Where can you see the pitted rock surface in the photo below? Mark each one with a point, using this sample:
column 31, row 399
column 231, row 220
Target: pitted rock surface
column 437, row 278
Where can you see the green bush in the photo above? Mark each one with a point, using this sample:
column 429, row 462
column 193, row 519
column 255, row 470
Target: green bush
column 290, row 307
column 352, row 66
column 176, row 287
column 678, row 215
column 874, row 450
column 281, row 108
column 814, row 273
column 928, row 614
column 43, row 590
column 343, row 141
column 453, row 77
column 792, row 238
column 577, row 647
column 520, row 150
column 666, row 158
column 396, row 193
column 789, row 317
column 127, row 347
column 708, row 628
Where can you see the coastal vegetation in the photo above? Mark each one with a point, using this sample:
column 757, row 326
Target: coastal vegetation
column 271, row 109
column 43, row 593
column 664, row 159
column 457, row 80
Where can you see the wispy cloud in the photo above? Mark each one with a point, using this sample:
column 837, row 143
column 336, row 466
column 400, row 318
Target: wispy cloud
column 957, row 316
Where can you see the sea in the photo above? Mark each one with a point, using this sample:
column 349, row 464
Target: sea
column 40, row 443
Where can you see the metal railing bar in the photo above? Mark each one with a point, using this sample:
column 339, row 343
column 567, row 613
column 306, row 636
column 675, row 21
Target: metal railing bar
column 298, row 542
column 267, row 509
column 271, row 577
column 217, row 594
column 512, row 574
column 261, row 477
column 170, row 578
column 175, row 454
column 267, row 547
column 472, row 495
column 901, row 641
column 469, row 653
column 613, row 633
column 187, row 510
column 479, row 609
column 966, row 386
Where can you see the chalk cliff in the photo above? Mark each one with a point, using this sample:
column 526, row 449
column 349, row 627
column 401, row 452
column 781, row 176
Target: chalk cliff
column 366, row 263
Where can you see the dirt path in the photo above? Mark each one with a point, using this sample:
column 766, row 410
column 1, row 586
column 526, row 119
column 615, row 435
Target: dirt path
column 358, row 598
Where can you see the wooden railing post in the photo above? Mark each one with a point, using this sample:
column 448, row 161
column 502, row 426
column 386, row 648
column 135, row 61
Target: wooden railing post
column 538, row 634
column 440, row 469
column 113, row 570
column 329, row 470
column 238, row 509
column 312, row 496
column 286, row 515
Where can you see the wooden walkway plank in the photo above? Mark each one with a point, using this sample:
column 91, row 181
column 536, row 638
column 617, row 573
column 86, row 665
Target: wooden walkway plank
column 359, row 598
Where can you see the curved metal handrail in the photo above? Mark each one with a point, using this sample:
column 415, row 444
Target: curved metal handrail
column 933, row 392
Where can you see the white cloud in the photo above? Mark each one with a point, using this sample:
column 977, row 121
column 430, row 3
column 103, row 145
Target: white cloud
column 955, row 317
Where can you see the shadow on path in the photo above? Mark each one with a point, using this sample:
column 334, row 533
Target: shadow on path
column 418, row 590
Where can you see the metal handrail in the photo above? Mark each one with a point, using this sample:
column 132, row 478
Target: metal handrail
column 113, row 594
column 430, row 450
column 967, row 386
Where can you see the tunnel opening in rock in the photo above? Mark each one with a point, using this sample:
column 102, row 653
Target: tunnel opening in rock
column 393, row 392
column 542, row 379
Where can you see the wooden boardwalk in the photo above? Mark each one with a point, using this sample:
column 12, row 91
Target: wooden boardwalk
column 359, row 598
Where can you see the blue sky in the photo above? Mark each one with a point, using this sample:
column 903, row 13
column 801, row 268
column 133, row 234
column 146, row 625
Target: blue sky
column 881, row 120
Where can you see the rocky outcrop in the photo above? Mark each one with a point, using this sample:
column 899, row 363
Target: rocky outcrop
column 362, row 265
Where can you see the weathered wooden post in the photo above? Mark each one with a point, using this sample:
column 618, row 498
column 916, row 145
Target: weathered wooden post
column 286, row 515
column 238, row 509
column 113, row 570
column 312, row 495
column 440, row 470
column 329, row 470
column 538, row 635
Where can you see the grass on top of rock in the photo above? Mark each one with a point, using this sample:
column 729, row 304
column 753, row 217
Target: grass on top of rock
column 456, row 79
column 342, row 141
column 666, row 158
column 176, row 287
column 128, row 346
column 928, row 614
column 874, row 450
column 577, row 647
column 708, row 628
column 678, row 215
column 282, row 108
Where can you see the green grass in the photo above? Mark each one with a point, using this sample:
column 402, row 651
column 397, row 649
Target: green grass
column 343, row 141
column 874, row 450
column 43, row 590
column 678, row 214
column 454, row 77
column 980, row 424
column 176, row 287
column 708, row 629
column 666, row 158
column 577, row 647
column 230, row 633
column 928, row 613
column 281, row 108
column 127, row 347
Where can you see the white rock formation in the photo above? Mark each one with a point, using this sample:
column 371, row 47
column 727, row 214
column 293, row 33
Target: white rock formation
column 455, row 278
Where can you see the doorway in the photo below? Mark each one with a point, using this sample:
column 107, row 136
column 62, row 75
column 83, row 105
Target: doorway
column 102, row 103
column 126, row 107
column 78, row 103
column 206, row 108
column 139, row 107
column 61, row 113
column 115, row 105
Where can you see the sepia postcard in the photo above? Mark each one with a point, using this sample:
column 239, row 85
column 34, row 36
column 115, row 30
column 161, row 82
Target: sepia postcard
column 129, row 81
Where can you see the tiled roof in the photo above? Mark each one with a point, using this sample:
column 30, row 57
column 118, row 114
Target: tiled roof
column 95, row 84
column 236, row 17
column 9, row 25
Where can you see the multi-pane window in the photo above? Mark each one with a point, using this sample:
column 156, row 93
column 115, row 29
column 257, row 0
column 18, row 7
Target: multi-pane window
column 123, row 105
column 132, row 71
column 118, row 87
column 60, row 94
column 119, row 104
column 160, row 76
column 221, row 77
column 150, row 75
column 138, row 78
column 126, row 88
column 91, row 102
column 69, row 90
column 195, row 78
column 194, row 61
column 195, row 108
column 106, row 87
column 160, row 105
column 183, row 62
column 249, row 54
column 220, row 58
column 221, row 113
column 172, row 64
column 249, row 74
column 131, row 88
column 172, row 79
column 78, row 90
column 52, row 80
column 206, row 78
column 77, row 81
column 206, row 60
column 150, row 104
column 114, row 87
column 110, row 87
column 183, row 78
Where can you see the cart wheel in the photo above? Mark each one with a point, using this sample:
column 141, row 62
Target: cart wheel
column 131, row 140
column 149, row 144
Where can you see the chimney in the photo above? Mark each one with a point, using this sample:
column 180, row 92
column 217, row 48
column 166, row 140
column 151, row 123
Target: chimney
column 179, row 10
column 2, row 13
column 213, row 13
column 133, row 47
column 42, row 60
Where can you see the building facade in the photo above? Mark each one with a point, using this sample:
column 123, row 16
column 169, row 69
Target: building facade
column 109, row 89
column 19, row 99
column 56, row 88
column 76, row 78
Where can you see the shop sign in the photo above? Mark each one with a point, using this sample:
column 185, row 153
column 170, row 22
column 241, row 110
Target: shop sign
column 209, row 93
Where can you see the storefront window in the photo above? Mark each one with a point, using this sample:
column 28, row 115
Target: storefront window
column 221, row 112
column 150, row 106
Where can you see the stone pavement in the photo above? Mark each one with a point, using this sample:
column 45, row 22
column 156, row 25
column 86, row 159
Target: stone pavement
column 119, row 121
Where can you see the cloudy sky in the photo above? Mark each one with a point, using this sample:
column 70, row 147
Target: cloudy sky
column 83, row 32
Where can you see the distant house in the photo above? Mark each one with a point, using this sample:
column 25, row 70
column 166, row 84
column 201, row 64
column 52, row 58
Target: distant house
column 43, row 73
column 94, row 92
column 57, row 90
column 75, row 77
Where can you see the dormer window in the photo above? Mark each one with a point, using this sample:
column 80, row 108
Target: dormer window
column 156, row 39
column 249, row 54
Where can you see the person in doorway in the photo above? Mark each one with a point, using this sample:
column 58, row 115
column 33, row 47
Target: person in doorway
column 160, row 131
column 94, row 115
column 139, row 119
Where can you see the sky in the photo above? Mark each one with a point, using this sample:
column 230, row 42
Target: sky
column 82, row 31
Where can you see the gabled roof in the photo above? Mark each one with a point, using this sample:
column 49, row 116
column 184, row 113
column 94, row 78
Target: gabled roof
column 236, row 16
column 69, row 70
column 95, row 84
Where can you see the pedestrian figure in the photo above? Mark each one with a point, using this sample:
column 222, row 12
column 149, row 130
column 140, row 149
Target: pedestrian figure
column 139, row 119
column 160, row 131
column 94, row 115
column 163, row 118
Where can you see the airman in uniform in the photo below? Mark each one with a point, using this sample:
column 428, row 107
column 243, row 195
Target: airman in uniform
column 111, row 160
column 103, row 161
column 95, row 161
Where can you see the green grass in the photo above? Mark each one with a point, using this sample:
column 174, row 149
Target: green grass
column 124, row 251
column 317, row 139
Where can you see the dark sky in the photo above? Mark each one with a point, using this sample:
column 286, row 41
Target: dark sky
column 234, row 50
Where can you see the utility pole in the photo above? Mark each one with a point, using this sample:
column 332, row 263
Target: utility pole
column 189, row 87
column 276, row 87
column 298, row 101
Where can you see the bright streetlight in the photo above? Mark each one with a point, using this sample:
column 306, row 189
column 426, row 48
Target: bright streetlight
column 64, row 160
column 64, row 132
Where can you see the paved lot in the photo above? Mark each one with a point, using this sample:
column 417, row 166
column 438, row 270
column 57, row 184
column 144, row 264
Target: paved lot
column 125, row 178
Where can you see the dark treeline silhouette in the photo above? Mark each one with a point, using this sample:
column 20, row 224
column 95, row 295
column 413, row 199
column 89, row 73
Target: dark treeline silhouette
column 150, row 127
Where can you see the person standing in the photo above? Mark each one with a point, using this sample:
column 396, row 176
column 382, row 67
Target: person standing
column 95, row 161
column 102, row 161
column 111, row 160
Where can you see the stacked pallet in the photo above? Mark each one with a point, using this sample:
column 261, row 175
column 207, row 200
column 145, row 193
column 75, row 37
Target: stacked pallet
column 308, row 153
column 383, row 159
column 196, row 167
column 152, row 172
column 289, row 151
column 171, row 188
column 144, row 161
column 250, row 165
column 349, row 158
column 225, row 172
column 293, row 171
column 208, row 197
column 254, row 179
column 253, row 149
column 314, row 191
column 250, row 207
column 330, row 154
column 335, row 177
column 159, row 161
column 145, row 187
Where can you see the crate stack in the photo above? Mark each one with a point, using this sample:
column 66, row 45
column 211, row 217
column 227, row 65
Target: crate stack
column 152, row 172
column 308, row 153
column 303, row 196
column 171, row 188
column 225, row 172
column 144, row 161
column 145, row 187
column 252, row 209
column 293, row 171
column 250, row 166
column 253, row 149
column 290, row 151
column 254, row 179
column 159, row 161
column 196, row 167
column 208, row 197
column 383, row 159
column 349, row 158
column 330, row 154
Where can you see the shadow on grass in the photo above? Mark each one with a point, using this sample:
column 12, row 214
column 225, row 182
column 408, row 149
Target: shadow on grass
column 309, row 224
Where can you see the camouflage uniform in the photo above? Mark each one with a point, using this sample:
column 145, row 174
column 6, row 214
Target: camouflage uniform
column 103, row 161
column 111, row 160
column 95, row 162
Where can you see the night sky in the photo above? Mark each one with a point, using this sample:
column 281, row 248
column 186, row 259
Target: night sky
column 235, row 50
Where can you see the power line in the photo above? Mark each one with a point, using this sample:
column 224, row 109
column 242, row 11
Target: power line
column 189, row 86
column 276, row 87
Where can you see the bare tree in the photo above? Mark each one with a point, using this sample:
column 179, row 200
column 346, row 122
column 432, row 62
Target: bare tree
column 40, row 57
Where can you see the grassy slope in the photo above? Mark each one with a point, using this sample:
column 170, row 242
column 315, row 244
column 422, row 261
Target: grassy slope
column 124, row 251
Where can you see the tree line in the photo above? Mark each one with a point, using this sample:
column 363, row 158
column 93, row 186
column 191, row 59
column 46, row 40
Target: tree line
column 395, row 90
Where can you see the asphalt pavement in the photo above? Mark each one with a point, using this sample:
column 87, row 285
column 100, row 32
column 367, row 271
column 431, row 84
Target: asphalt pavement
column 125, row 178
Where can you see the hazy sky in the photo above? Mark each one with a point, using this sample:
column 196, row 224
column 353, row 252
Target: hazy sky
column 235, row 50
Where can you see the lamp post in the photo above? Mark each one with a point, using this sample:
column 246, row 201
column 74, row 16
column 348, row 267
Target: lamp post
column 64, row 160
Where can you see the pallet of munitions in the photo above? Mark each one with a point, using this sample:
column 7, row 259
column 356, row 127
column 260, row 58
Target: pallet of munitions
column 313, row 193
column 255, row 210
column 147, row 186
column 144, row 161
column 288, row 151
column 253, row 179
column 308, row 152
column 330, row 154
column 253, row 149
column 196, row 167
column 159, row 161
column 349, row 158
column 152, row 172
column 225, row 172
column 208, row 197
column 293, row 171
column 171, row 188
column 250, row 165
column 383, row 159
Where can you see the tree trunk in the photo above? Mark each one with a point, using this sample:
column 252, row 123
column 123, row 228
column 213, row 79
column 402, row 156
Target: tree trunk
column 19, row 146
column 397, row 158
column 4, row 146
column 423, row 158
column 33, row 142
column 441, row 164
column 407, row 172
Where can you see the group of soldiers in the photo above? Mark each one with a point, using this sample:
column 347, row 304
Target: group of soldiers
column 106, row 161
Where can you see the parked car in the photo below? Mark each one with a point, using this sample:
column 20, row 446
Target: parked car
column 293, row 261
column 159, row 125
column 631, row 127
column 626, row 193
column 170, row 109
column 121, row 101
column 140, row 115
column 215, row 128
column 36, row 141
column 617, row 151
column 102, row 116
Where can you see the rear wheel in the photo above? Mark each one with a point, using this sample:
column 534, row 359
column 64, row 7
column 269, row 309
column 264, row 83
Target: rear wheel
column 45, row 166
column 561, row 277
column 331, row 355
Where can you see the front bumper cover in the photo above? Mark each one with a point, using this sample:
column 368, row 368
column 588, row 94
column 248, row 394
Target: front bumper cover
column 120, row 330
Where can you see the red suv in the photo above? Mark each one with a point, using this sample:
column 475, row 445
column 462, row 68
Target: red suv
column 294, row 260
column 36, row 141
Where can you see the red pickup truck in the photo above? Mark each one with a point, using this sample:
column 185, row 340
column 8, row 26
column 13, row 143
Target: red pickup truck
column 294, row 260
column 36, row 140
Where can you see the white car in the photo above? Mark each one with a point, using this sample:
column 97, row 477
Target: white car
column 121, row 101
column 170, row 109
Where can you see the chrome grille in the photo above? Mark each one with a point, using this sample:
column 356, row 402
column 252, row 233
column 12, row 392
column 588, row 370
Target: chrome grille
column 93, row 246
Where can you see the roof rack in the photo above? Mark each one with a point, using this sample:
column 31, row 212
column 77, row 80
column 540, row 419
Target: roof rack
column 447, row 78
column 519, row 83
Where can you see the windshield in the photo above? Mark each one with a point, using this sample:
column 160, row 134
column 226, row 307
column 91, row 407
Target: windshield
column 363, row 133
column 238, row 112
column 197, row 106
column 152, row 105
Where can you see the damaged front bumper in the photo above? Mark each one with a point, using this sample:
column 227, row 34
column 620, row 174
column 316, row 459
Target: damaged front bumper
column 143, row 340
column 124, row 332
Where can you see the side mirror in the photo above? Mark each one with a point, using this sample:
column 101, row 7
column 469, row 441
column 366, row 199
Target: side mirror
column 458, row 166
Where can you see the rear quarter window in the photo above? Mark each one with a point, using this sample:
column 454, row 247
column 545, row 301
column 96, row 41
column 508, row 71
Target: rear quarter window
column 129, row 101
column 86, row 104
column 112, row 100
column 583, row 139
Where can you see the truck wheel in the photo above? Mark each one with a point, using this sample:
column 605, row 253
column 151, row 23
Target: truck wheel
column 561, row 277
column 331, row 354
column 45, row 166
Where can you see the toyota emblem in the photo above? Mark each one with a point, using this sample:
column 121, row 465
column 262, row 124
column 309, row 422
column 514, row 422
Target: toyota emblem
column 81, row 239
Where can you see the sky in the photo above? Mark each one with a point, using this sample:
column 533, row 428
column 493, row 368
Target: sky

Exercise aim: Each line of the material that contains the string "below" has to be copied out.

Answer to the exercise:
Where can you see the pitted rock surface in the photo below? Mark each one with a point, using this sample:
Where can you see the doorway in the photo below? Mark each one with a point, using this sample:
Where can you see the airman in uniform in the photo below? Mark each one with a point, using this sample:
Where can you see the parked car in the photo below? Mark each one with a point, using this sample:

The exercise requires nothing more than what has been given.